* [ЗАДАНИЕ]
Перепишите все записи строка за строкой без единого изменения. Изображения в ответ не включайте.

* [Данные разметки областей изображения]
☆ ☆ ☆ ☆ ☆ ☆ ☆

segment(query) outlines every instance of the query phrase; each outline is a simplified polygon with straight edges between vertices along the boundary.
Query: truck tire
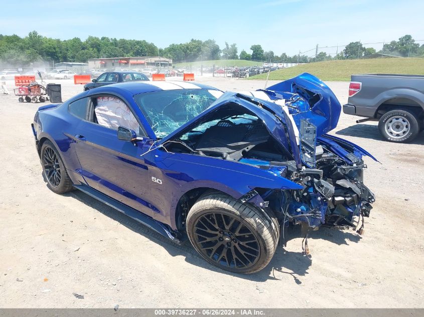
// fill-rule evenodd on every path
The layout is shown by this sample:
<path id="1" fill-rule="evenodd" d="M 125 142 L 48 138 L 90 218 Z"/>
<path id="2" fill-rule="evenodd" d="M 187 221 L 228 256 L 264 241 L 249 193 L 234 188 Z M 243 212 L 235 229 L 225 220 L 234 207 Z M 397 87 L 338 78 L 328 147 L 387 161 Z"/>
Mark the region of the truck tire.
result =
<path id="1" fill-rule="evenodd" d="M 420 128 L 413 113 L 404 109 L 395 109 L 386 112 L 380 118 L 378 129 L 386 141 L 406 143 L 418 135 Z"/>
<path id="2" fill-rule="evenodd" d="M 186 229 L 194 248 L 209 263 L 231 272 L 253 273 L 266 266 L 275 252 L 279 232 L 274 218 L 249 204 L 211 193 L 191 208 Z"/>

☆ ☆ ☆ ☆ ☆ ☆ ☆

* [ОТВЕТ]
segment(query) outlines every instance of the query phrase; each outline is a simplified polygon with straight edges between vertices along the boundary.
Query: truck tire
// fill-rule evenodd on every path
The layout is shown by this sample:
<path id="1" fill-rule="evenodd" d="M 125 142 L 48 138 L 90 218 Z"/>
<path id="2" fill-rule="evenodd" d="M 187 221 L 228 256 L 264 241 L 249 193 L 234 188 Z M 243 212 L 235 229 L 225 220 L 234 207 Z M 397 87 L 338 78 L 328 147 L 387 161 Z"/>
Mark the region of the truck tire.
result =
<path id="1" fill-rule="evenodd" d="M 420 128 L 413 113 L 404 109 L 395 109 L 386 112 L 380 118 L 378 129 L 386 141 L 406 143 L 418 135 Z"/>
<path id="2" fill-rule="evenodd" d="M 186 229 L 194 248 L 209 263 L 231 272 L 253 273 L 266 266 L 275 252 L 279 232 L 274 218 L 249 204 L 211 193 L 191 208 Z"/>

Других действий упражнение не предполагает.